#### What is required:
Set out the material below as a Markdown table with the columns No. and Text. Cover it from its first line through the line containing "left=645, top=0, right=750, bottom=378", both ends included, with one row per line, blank lines skipped, and the pictures left out.

## BEGIN Extracted information

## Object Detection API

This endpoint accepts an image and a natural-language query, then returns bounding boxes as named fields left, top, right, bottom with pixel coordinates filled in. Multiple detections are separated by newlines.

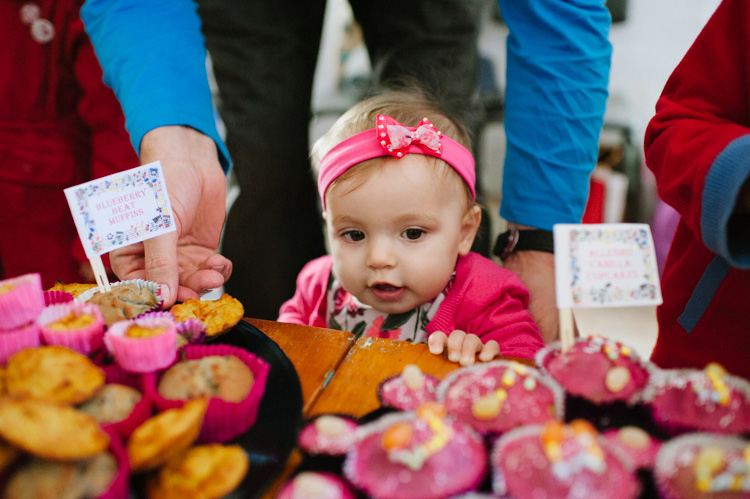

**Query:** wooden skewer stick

left=559, top=308, right=575, bottom=353
left=89, top=255, right=112, bottom=293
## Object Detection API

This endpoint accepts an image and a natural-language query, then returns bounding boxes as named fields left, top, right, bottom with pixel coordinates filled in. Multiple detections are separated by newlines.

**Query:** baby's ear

left=458, top=204, right=482, bottom=255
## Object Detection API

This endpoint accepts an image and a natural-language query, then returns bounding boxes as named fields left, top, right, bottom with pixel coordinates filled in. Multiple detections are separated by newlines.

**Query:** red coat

left=0, top=0, right=138, bottom=287
left=645, top=0, right=750, bottom=378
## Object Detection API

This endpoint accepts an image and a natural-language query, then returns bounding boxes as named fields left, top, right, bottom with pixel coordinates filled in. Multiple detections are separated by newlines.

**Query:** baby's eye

left=401, top=229, right=424, bottom=241
left=341, top=230, right=365, bottom=243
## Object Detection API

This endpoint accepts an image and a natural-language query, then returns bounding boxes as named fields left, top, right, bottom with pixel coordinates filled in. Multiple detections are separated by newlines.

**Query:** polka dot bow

left=376, top=114, right=443, bottom=158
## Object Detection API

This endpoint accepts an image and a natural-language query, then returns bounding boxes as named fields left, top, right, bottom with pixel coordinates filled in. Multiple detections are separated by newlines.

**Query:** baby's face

left=326, top=154, right=476, bottom=314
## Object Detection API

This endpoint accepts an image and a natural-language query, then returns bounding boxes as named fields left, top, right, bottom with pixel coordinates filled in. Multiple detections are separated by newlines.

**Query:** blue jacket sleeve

left=81, top=0, right=230, bottom=171
left=498, top=0, right=612, bottom=230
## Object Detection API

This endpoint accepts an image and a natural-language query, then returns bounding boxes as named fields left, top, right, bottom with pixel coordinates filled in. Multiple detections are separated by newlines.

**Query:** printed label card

left=553, top=223, right=662, bottom=309
left=65, top=161, right=175, bottom=259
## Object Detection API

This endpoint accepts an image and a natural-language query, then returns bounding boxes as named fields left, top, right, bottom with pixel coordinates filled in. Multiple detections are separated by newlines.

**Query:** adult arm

left=498, top=0, right=612, bottom=343
left=81, top=0, right=232, bottom=306
left=644, top=0, right=750, bottom=268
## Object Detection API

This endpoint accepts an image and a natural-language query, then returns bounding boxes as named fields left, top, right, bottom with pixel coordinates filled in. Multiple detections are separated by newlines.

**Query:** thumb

left=143, top=231, right=180, bottom=308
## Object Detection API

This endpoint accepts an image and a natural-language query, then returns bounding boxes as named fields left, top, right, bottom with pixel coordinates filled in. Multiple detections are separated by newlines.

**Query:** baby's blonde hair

left=310, top=87, right=474, bottom=206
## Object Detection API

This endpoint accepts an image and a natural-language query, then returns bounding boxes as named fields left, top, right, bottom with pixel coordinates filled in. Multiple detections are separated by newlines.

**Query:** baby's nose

left=367, top=240, right=396, bottom=269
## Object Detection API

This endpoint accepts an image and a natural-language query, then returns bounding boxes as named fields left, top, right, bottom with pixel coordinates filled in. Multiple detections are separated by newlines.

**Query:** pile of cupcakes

left=0, top=274, right=270, bottom=497
left=280, top=336, right=750, bottom=499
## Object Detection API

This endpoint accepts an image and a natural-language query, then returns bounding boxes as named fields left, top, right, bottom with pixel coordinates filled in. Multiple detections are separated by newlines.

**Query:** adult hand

left=110, top=126, right=232, bottom=308
left=503, top=250, right=559, bottom=344
left=427, top=329, right=500, bottom=366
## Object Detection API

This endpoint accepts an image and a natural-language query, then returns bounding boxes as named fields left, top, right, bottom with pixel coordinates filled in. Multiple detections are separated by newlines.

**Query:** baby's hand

left=427, top=329, right=500, bottom=366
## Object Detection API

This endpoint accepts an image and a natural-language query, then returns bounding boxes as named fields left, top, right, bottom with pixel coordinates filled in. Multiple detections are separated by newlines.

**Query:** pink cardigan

left=278, top=253, right=544, bottom=358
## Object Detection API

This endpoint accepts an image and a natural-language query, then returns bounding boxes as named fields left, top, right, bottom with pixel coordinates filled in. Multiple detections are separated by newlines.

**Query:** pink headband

left=318, top=114, right=476, bottom=210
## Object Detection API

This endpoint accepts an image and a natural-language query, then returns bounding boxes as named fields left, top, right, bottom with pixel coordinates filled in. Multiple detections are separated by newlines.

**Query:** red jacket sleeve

left=644, top=0, right=750, bottom=244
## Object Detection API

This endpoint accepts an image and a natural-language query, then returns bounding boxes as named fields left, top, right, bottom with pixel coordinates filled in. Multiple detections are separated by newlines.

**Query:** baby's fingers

left=427, top=331, right=448, bottom=355
left=479, top=340, right=500, bottom=362
left=460, top=334, right=483, bottom=366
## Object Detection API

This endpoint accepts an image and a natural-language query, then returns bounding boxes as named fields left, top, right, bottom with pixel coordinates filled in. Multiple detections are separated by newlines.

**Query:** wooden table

left=245, top=319, right=533, bottom=499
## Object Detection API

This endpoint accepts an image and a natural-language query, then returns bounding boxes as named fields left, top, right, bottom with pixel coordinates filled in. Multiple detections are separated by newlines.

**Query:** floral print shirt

left=327, top=272, right=456, bottom=343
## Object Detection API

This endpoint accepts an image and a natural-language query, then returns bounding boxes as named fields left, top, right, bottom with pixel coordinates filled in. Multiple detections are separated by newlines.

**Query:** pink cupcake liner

left=104, top=317, right=177, bottom=373
left=95, top=365, right=153, bottom=440
left=36, top=301, right=104, bottom=355
left=0, top=273, right=44, bottom=331
left=44, top=290, right=75, bottom=306
left=97, top=428, right=130, bottom=499
left=343, top=412, right=488, bottom=499
left=177, top=319, right=206, bottom=346
left=147, top=344, right=271, bottom=443
left=0, top=322, right=41, bottom=364
left=437, top=360, right=565, bottom=434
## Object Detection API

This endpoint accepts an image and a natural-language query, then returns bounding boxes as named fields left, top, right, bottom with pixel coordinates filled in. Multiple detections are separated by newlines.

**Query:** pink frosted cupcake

left=36, top=301, right=104, bottom=355
left=344, top=402, right=487, bottom=499
left=491, top=420, right=640, bottom=499
left=644, top=363, right=750, bottom=434
left=297, top=414, right=359, bottom=456
left=602, top=426, right=662, bottom=470
left=0, top=273, right=44, bottom=331
left=0, top=322, right=41, bottom=364
left=104, top=317, right=177, bottom=373
left=44, top=290, right=75, bottom=306
left=437, top=360, right=564, bottom=434
left=378, top=364, right=440, bottom=411
left=536, top=336, right=651, bottom=404
left=654, top=433, right=750, bottom=499
left=78, top=365, right=151, bottom=440
left=147, top=344, right=270, bottom=443
left=276, top=471, right=354, bottom=499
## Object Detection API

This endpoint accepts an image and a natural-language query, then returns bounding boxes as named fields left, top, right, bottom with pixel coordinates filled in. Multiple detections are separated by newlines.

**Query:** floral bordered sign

left=65, top=161, right=175, bottom=258
left=554, top=224, right=662, bottom=308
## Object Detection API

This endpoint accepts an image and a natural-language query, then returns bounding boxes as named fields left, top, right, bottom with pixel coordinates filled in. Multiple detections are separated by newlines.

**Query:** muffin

left=157, top=355, right=253, bottom=403
left=644, top=363, right=750, bottom=435
left=104, top=317, right=177, bottom=373
left=5, top=345, right=104, bottom=404
left=437, top=360, right=564, bottom=434
left=276, top=471, right=354, bottom=499
left=491, top=420, right=640, bottom=499
left=654, top=433, right=750, bottom=499
left=78, top=280, right=162, bottom=327
left=378, top=364, right=440, bottom=411
left=3, top=452, right=118, bottom=499
left=36, top=301, right=104, bottom=355
left=147, top=344, right=270, bottom=443
left=146, top=444, right=250, bottom=499
left=0, top=273, right=44, bottom=330
left=0, top=322, right=42, bottom=364
left=344, top=402, right=487, bottom=499
left=126, top=398, right=208, bottom=473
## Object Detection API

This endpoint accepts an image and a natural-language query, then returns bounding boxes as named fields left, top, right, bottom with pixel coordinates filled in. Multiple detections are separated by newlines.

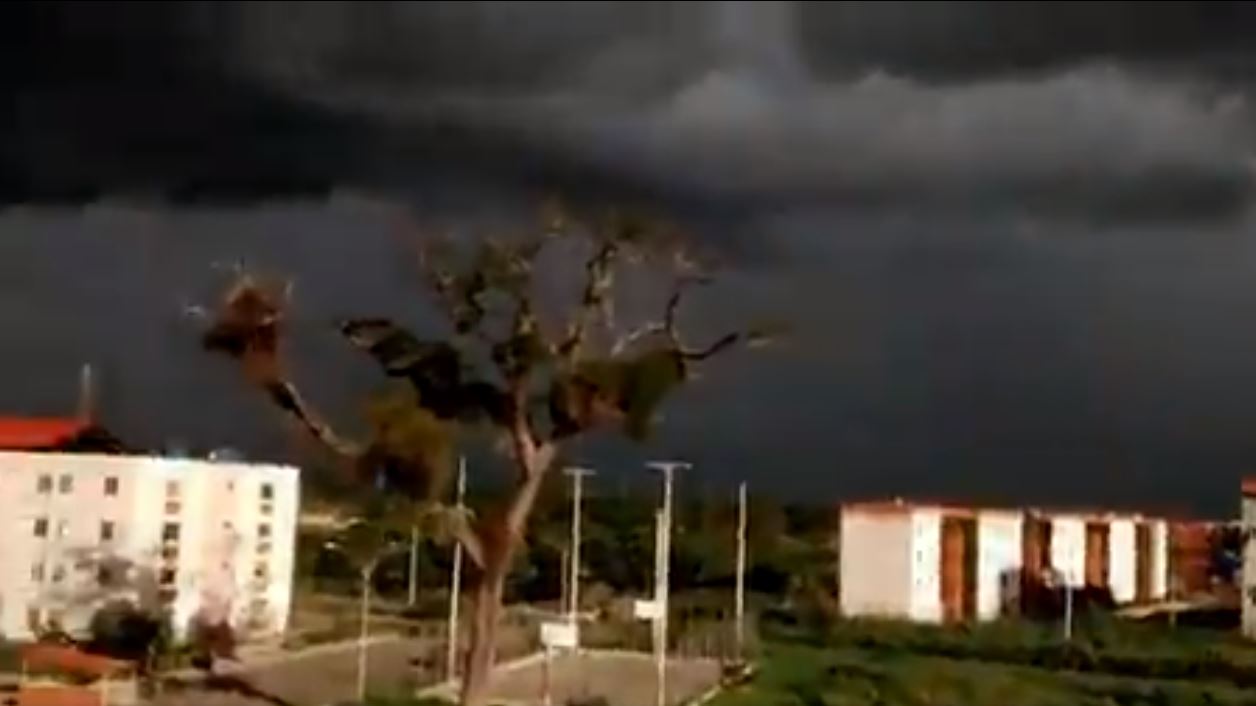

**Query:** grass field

left=712, top=621, right=1256, bottom=706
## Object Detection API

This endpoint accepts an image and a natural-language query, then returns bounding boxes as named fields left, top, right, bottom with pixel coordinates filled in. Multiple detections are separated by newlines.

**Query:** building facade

left=0, top=451, right=300, bottom=638
left=839, top=500, right=1171, bottom=622
left=1240, top=479, right=1256, bottom=639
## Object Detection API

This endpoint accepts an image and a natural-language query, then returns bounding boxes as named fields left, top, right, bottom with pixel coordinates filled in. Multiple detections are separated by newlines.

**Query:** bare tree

left=194, top=206, right=765, bottom=705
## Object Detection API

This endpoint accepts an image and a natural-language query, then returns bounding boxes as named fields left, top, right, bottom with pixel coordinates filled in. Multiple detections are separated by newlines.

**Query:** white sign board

left=632, top=600, right=663, bottom=621
left=541, top=622, right=579, bottom=649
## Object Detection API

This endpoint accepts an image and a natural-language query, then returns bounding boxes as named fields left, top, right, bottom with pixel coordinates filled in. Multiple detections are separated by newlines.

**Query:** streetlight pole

left=445, top=457, right=467, bottom=681
left=358, top=559, right=376, bottom=702
left=408, top=525, right=418, bottom=608
left=734, top=482, right=746, bottom=662
left=647, top=461, right=690, bottom=706
left=564, top=467, right=593, bottom=623
left=324, top=541, right=398, bottom=701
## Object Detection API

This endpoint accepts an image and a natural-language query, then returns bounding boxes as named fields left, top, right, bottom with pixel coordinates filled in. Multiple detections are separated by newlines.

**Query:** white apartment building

left=0, top=451, right=300, bottom=638
left=1240, top=477, right=1256, bottom=639
left=838, top=497, right=1170, bottom=618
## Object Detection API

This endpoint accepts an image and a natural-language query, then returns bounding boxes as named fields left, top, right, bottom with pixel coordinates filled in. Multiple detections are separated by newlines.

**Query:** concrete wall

left=1050, top=515, right=1086, bottom=587
left=1108, top=518, right=1138, bottom=603
left=839, top=509, right=913, bottom=618
left=977, top=511, right=1025, bottom=621
left=911, top=508, right=942, bottom=622
left=0, top=452, right=300, bottom=638
left=1148, top=520, right=1172, bottom=600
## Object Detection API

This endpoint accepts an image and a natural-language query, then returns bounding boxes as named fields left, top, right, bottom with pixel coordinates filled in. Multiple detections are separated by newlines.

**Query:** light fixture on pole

left=647, top=461, right=691, bottom=706
left=563, top=467, right=593, bottom=626
left=323, top=540, right=406, bottom=702
left=445, top=456, right=467, bottom=681
left=734, top=482, right=746, bottom=663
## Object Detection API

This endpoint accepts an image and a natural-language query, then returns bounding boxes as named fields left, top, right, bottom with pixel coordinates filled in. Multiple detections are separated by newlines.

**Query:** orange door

left=939, top=518, right=965, bottom=623
left=1134, top=523, right=1152, bottom=603
left=1086, top=523, right=1108, bottom=588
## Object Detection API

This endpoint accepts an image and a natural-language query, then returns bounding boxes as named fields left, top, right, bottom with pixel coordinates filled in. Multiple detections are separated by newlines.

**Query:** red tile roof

left=21, top=642, right=132, bottom=678
left=18, top=685, right=104, bottom=706
left=0, top=417, right=88, bottom=451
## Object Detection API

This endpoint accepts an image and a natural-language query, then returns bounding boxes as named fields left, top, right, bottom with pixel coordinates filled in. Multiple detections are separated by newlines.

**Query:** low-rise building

left=839, top=500, right=1171, bottom=622
left=0, top=447, right=300, bottom=638
left=1240, top=479, right=1256, bottom=638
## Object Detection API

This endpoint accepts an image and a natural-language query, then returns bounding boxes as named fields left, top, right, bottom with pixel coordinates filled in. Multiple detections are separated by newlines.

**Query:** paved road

left=422, top=652, right=720, bottom=706
left=156, top=637, right=441, bottom=706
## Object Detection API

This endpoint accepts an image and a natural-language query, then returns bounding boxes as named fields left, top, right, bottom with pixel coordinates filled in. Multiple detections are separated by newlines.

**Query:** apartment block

left=1240, top=479, right=1256, bottom=639
left=0, top=451, right=300, bottom=638
left=839, top=500, right=1171, bottom=622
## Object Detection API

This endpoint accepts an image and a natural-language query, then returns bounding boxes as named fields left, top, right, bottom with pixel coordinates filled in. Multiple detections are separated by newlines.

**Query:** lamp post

left=564, top=467, right=593, bottom=625
left=445, top=456, right=467, bottom=682
left=734, top=482, right=746, bottom=663
left=323, top=540, right=407, bottom=701
left=647, top=461, right=691, bottom=706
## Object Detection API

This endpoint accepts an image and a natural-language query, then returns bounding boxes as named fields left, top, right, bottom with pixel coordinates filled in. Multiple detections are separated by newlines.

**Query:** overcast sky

left=0, top=3, right=1256, bottom=515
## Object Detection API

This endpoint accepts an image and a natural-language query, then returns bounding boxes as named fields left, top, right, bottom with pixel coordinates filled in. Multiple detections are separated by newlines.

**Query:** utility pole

left=564, top=469, right=593, bottom=623
left=445, top=456, right=467, bottom=681
left=647, top=461, right=690, bottom=706
left=734, top=482, right=746, bottom=662
left=409, top=525, right=418, bottom=608
left=78, top=363, right=95, bottom=425
left=358, top=559, right=376, bottom=703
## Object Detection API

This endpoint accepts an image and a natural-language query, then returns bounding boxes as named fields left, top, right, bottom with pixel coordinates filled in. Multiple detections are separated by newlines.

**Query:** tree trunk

left=460, top=546, right=515, bottom=706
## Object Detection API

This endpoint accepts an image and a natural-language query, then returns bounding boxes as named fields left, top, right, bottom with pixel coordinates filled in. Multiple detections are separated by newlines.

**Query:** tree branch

left=450, top=510, right=484, bottom=569
left=264, top=379, right=362, bottom=459
left=202, top=274, right=362, bottom=459
left=610, top=275, right=710, bottom=356
left=559, top=239, right=619, bottom=363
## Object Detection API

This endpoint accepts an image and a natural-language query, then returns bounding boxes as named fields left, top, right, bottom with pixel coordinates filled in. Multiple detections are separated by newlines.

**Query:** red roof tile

left=0, top=417, right=87, bottom=451
left=21, top=642, right=131, bottom=678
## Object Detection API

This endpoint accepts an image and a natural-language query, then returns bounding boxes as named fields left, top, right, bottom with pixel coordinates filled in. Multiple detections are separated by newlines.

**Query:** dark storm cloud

left=798, top=1, right=1256, bottom=80
left=0, top=3, right=1253, bottom=221
left=12, top=3, right=1256, bottom=513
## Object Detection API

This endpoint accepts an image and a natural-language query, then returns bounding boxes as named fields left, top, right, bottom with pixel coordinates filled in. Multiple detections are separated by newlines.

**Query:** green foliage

left=713, top=642, right=1251, bottom=706
left=88, top=600, right=171, bottom=666
left=776, top=616, right=1256, bottom=688
left=363, top=387, right=455, bottom=500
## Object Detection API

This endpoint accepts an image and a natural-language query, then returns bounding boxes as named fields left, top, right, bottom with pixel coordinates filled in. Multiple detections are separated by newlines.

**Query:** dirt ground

left=424, top=652, right=720, bottom=706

## END Extracted information

#### Response to the exercise:
| No. | Text |
|---|---|
| 1 | ## Object Detection API |
| 2 | This endpoint accepts an image and a natural-language query, then returns bounding boxes as named fields left, top, right, bottom with pixel coordinates filled in. Multiple detections are separated by newlines. |
| 3 | **Query:** wooden skewer stick |
| 4 | left=559, top=308, right=575, bottom=353 |
| 5 | left=89, top=255, right=112, bottom=293 |
| 6 | ## Object Detection API |
| 7 | This endpoint accepts an image and a natural-language query, then returns bounding boxes as named fields left, top, right, bottom with pixel coordinates filled in. Multiple detections are separated by newlines. |
| 8 | **Query:** baby's ear |
| 9 | left=458, top=204, right=482, bottom=255 |
| 10 | ## Object Detection API |
| 11 | This endpoint accepts an image and a natural-language query, then returns bounding boxes as named fields left, top, right, bottom with pixel coordinates filled in. Multiple detections are separated by newlines. |
| 12 | **Query:** red coat |
| 13 | left=0, top=0, right=138, bottom=287 |
| 14 | left=645, top=0, right=750, bottom=378 |